Given problem 1 » In the Buildroot notes below, why are the core "NETCONF-related" packages left unstripped?

## begin Document segment

Debugging, Installing Custom Software, Packages, Utilities, etc

There's no package manager, so it's impossible to install anything. Buildroot always generates a full filesystem image that can be loaded to a device, for example via RAUC.

Development of on-device software

Buildroot supports local.mk along with *_OVERRIDE_SRCDIR. This is the mechanism that is used to select the specific version of our internal packages (e.g., cla-sysrepo) during the build process via dev-setup-git.sh. Either edit the local.mk to point, e.g., CLA_SYSREPO_OVERRIDE_SRCDIR to your cla-sysrepo checkout, or work in the checkout directly.

Debugging

Sometimes /tmp could be useful for fast prototyping. Here's how one could be debugging code on device:

user@laptop ~/build/br-cfb $ make cla-sysrepo-reconfigure
user@laptop ~/build/br-cfb $ scp per-package/cla-sysrepo/target/usr/bin/cla-sysrepod root@10.10.10.228:/tmp/
user@laptop ~/build/br-cfb $ ssh root@10.10.10.228 gdbserver :33666 /tmp/cla-sysrepod ...some args here...
user@laptop ~/build/br-cfb $ ./host/usr/bin/arm-linux-gdb \
  per-package/cla-sysrepo/target/usr/bin/cla-sysrepod --ex 'set sysroot target/' \
  --ex 'target remote 10.10.10.228:33666' --ex c

The core "NETCONF-related" packages are not stripped, so that some debugging should be possible.

## end Document segment
## begin Provided data

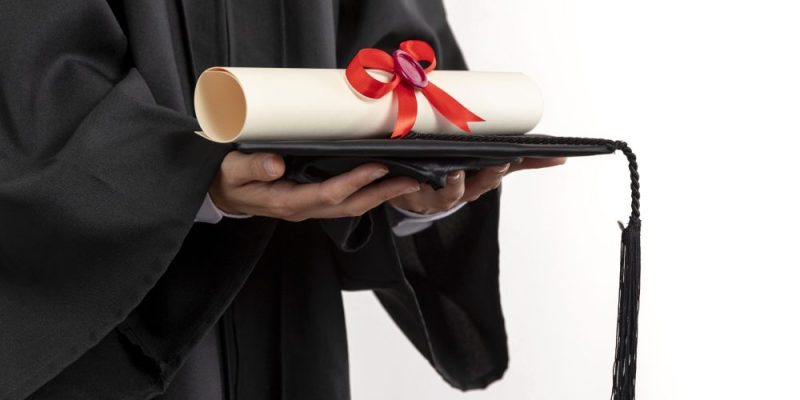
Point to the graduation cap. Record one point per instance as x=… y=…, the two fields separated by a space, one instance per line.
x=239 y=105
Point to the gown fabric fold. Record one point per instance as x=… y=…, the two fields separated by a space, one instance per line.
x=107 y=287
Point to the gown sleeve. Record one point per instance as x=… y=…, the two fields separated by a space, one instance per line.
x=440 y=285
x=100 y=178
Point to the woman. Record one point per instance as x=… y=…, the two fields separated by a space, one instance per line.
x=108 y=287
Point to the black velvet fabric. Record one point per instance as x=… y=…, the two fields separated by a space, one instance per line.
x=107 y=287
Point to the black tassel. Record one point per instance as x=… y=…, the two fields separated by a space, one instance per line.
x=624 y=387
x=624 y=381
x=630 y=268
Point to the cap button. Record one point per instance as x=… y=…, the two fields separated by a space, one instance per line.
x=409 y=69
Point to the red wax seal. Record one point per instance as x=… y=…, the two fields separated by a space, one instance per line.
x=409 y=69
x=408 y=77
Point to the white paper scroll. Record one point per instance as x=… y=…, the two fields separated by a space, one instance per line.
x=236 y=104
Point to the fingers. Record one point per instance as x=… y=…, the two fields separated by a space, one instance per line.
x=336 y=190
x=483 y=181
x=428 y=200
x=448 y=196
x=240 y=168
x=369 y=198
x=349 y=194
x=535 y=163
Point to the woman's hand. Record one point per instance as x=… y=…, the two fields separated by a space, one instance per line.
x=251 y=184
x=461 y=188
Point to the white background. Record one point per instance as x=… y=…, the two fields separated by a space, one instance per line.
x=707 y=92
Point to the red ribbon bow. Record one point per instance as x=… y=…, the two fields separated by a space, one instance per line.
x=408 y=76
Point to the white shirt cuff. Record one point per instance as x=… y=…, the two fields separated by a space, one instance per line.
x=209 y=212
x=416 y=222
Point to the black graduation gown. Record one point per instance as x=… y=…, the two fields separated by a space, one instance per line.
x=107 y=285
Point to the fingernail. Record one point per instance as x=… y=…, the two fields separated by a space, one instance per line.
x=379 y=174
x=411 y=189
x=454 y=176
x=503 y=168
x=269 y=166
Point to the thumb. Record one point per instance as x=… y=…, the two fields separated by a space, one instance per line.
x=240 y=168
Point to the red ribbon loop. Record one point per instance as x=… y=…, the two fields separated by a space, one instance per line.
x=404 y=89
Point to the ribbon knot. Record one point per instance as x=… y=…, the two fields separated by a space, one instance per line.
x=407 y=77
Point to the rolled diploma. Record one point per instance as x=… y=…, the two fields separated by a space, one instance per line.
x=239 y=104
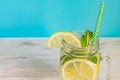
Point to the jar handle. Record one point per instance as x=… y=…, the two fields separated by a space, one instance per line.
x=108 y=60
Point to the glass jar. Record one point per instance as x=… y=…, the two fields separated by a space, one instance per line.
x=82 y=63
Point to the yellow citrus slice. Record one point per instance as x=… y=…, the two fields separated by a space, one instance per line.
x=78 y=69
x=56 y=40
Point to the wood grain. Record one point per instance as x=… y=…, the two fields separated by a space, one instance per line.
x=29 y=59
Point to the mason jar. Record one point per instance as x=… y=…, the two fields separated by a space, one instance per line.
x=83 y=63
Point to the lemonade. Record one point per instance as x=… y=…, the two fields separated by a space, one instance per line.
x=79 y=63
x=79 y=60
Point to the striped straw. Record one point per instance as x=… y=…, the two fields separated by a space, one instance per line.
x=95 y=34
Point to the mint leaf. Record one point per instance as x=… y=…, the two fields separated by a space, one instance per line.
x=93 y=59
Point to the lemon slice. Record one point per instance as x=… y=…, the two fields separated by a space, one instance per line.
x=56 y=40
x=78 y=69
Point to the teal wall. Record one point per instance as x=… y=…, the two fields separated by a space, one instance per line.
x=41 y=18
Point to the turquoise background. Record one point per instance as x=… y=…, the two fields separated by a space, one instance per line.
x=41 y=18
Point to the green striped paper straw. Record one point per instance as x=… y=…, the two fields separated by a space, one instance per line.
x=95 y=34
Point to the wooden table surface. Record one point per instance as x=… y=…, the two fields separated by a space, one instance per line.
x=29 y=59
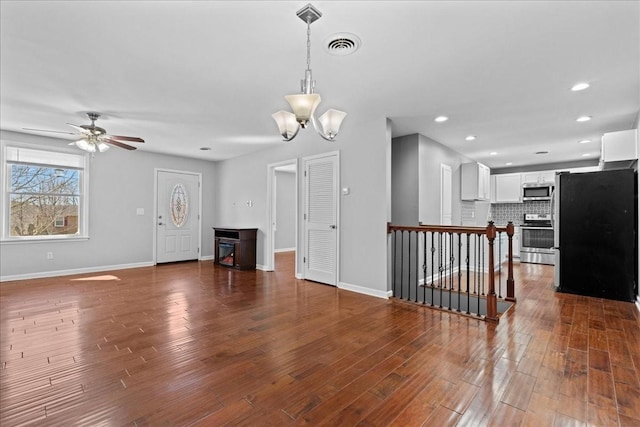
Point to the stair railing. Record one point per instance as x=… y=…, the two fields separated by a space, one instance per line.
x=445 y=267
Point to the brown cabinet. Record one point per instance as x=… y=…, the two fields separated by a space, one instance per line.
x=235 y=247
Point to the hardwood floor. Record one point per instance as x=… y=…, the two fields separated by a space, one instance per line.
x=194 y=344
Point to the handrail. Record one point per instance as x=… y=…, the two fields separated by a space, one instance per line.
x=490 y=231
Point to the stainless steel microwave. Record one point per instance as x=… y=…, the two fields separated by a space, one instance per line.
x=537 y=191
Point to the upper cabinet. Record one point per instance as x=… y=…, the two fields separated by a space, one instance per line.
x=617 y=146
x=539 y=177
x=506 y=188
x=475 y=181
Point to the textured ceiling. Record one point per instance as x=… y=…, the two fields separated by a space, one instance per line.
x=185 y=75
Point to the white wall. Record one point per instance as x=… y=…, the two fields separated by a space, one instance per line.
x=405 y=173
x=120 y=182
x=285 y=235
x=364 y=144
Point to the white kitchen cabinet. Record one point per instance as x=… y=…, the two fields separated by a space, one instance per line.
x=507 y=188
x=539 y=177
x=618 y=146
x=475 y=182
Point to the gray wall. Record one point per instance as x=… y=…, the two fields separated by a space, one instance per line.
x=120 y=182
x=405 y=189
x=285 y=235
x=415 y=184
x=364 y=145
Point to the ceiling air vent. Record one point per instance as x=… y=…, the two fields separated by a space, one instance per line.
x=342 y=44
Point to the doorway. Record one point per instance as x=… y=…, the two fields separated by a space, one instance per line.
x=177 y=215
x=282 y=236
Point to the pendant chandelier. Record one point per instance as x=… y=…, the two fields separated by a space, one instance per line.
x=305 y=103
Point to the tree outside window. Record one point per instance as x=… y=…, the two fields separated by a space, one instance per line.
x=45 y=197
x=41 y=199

## end Provided data
## begin Provided data

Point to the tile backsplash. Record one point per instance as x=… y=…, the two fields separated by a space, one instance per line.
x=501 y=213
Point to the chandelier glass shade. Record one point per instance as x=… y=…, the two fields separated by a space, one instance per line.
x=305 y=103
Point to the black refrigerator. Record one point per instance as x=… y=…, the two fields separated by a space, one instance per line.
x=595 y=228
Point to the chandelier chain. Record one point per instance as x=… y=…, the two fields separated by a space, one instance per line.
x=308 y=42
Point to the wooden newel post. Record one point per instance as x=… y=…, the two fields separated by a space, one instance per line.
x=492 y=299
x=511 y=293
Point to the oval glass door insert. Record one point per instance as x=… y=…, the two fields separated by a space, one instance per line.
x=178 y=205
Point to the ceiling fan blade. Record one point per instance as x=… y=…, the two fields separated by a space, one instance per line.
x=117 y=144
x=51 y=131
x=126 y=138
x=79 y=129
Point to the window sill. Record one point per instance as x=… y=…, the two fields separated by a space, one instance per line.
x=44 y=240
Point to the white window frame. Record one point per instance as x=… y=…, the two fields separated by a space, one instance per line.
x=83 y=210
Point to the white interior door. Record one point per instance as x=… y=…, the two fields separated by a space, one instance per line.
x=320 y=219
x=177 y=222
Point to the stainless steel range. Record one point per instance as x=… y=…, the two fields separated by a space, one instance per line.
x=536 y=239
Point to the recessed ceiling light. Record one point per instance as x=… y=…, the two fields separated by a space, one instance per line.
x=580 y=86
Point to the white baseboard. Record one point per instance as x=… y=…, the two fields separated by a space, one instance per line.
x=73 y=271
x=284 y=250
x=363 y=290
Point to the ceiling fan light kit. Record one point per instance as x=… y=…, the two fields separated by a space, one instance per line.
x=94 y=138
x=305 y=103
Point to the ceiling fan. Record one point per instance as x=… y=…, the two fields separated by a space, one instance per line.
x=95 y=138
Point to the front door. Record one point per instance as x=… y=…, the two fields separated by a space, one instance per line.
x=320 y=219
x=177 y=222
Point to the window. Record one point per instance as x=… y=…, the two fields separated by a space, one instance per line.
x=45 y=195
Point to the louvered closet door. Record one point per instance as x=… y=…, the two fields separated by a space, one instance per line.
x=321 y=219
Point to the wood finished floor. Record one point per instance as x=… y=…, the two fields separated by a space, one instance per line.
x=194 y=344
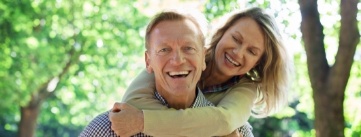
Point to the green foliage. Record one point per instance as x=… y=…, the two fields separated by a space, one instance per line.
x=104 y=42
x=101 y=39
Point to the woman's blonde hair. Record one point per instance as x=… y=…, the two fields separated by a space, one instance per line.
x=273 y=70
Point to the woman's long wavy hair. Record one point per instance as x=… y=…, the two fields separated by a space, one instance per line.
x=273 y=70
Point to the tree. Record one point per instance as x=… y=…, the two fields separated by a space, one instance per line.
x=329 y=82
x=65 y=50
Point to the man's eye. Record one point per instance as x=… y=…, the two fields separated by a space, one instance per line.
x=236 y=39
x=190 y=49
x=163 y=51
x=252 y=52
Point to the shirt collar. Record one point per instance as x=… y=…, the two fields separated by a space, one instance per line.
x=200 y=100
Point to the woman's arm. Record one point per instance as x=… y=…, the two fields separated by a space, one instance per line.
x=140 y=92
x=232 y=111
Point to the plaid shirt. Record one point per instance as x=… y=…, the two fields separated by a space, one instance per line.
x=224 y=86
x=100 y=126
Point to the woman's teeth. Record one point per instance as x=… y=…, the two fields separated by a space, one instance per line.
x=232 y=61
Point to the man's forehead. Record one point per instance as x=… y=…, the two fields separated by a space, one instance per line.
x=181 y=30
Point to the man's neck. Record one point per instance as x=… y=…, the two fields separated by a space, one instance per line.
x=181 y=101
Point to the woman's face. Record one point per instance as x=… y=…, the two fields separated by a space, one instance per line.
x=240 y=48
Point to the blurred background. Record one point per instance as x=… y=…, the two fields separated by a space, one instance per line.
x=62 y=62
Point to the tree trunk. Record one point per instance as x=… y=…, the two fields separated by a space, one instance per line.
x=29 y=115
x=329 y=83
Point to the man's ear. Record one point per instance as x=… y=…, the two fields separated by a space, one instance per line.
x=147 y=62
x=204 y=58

## end Provided data
## begin Provided data

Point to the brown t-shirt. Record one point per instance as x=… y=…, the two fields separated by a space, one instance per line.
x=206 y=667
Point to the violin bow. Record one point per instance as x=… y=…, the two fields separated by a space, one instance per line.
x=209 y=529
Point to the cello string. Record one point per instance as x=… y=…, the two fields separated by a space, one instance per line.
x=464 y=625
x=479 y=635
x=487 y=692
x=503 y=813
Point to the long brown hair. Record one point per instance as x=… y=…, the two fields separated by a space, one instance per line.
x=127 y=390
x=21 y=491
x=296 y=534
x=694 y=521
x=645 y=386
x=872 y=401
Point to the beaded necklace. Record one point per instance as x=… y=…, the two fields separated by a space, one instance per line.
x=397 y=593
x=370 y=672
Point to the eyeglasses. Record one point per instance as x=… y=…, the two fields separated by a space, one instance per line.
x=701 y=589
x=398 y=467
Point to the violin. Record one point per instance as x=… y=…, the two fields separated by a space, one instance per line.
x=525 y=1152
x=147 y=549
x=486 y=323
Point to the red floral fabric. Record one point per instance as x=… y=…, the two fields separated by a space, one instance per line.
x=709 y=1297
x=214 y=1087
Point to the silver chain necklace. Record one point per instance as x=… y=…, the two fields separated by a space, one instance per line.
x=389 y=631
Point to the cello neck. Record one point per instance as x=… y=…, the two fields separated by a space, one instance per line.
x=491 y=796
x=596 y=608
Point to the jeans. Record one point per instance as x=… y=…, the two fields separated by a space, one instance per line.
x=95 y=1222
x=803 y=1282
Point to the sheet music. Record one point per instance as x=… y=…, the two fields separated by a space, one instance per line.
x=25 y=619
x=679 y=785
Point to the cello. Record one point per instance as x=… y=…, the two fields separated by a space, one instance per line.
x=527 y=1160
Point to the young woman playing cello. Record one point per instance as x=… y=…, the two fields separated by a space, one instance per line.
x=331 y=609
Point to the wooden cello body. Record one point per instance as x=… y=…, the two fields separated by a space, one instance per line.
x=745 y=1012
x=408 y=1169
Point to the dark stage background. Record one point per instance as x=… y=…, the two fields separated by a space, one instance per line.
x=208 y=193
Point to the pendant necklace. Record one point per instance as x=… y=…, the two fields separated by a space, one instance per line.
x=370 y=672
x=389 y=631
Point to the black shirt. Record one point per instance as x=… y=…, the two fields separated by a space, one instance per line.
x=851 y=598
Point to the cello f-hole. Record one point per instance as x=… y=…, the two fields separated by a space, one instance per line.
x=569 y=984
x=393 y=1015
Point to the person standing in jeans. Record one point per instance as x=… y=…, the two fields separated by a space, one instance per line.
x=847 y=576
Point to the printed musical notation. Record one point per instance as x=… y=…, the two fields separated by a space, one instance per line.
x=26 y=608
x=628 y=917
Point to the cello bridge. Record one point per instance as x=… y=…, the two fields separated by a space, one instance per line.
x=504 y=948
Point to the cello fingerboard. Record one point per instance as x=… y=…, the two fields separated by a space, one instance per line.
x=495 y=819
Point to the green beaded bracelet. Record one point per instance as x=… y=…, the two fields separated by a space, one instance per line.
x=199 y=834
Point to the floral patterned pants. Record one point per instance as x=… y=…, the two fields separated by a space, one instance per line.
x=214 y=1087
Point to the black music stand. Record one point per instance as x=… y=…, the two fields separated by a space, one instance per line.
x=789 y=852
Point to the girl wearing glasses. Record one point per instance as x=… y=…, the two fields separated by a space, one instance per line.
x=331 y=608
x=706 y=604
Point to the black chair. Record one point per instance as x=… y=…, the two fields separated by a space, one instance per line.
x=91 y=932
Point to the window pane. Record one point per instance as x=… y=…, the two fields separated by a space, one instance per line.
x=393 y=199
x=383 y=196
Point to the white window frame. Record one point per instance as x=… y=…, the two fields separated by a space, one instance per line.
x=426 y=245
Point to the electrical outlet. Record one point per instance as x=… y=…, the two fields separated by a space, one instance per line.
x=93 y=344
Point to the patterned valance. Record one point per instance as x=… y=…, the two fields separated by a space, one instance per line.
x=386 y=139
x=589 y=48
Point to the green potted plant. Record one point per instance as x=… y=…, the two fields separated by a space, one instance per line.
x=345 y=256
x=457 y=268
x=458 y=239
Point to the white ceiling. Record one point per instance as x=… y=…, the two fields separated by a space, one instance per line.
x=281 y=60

## end Provided data

Given problem 2 » Could you render the listing above, starting at the line that contains "Point to the white baseboard." and ending at the line that contains "x=363 y=290", as a two-column CSV with columns request and points? Give one row per request, with each field quoted and any line breaks replaced by spaces.

Task result 1 » They are not stripped so that some debugging should be possible.

Task result 2 »
request,points
"Point to the white baseboard. Record one point per instance as x=… y=…, the two fields separated by a space, one instance per line.","x=73 y=271 x=284 y=250 x=363 y=290"